- **Extract**
· · ·

Have you ever met one of those guys to whom Linux itself is as much an Object Oriented Language as an operating system?  And you think, “Wow, I am good with Linux, but this guy is savant.”  Well, he uses bash.  (Edit: Down with patriarchy… Linuxbabe is one of those guys).

Bash is a short dictionary of keys words that can be stitched together into shell commands.  In other words, it is like the language of Linux Shell.  It can be integrated into other languages and shell commands, making it a very powerful tool. With regex you can do almost anything.

With the help of the Ubuntu community, I have made a bash script that allows the user to select a remote MySQL host from a numbered menu, and then connect to it just by selecting a number.


My code is based on an example by Dennis Williamson at AskUbuntu.  You can find it here:  https://askubuntu.com/questions/1705/how-can-i-create-a-select-menu-in-a-shell-script

This tutorial will proceed to cover the following:

  1. How to open and save your shell script.
  2. How to adapt Williamson’s code to turn it into the script above.
  3. How to make your code executable.
  4. How to alias your code with a snazzy name so that you can access it from shell by typing in something like “Databaser.”

So basically, I’m doing this on Ubuntu 18.04.. Open terminal and use the text editor of your choice. I use Vim. Nano is fine. Here is Williamson’s code:


#!/bin/bash
# Bash Menu Script Example

PS3='Please enter your choice: '
options=("Option 1" "Option 2" "Option 3" "Quit")
select opt in "${options[@]}"
do
   case $opt in
        "Option 1")
            echo "you chose choice 1"
            ;;
        "Option 2")
            echo "you chose choice 2"
            ;;
        "Option 3")

· · ·

- **Dataset records**

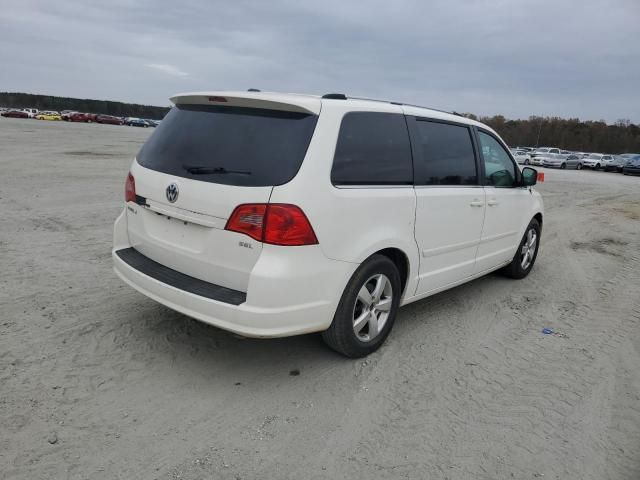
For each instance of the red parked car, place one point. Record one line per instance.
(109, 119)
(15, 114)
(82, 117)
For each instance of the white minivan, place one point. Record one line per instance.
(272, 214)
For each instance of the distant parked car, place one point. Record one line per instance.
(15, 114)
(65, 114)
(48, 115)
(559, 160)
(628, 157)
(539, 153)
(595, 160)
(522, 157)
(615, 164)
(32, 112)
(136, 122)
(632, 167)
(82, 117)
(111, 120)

· · ·

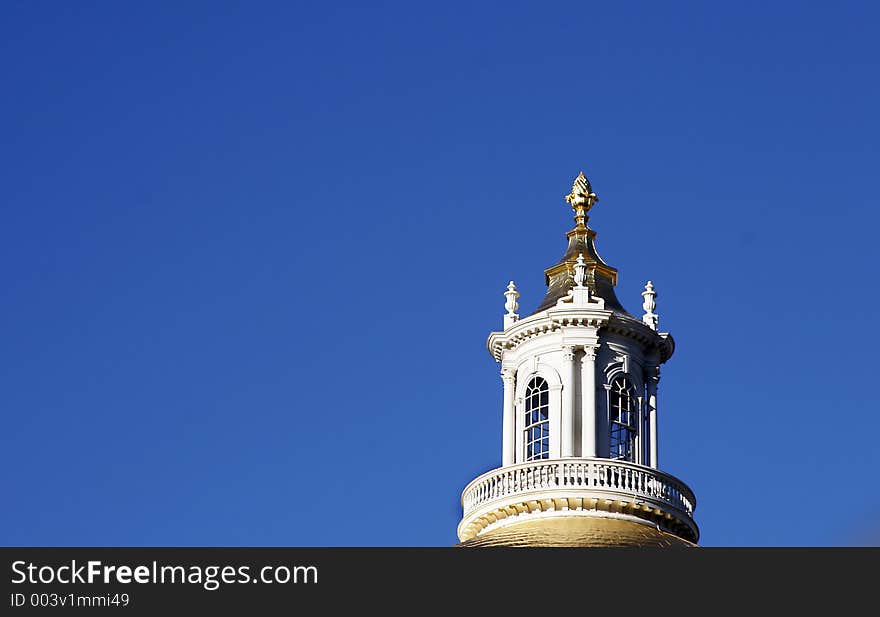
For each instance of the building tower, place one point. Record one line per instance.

· · ·

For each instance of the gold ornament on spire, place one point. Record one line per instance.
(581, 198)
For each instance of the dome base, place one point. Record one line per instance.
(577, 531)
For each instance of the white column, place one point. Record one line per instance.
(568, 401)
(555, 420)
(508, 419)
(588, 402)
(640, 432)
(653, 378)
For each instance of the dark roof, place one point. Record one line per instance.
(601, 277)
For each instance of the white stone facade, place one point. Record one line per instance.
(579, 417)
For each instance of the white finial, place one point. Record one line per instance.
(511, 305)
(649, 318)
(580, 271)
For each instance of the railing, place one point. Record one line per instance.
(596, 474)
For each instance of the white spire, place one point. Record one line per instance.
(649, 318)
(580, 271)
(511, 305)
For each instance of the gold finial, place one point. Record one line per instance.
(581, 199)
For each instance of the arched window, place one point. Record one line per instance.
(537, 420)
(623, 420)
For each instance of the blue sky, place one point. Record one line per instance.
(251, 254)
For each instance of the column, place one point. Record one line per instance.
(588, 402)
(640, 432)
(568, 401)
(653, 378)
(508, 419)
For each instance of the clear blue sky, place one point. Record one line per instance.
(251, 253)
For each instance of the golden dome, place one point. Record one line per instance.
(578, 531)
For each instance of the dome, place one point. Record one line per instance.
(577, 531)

· · ·

- **Exercise requirements**
Resume the tutorial on building a bash menu script, starting right after its last line shown above.

- **Response box**
            echo "you chose choice $REPLY which is $opt"
            ;;
        "Quit")
            break
            ;;
        *) echo "invalid option $REPLY";;
    esac
done

Open a new file with your text editor and give a name like bash_sample.sh. Make sure it ends in sh

Then, where Williamson code says echo “you chose 1” add the path to the executable that you want to fire when the user presses 1. A note about that.

Like Windows, Linux has executable files, but they’re not always as easy to spot for an untrained eye. With Windows, you see .exe, and you know it’s an executable. With linux, you may have to run some commands to find out for sure. With mysql, this what it looks like in my setup. The executable is simply called “mysql” and it is located in “/usr/bin/local”

Some systems allow you to discover the path belonging to an executable by running the keyword “which” if the executable is global or if the path is set.


$ which mysql
/usr/bin/mysql

To execute a file that hasn’t had the path set, you can fall into its directory, and then type this into shell:

$ ./myfile.sh 

or you can use the complete path:

$ /path/to/file/myfile.sh 

note that when you are merely calling the file from within its directory, you add a ./ first. But when you execute the file using the complete path, you do not.

We are going to use the complete path, because you can use that anywhere in the file system.

Find the complete path for both mysql and ssh by typing into terminal

which ssh

or

 which mysql

Then replace “you chose 1” etc with the path that you want a shortcut to.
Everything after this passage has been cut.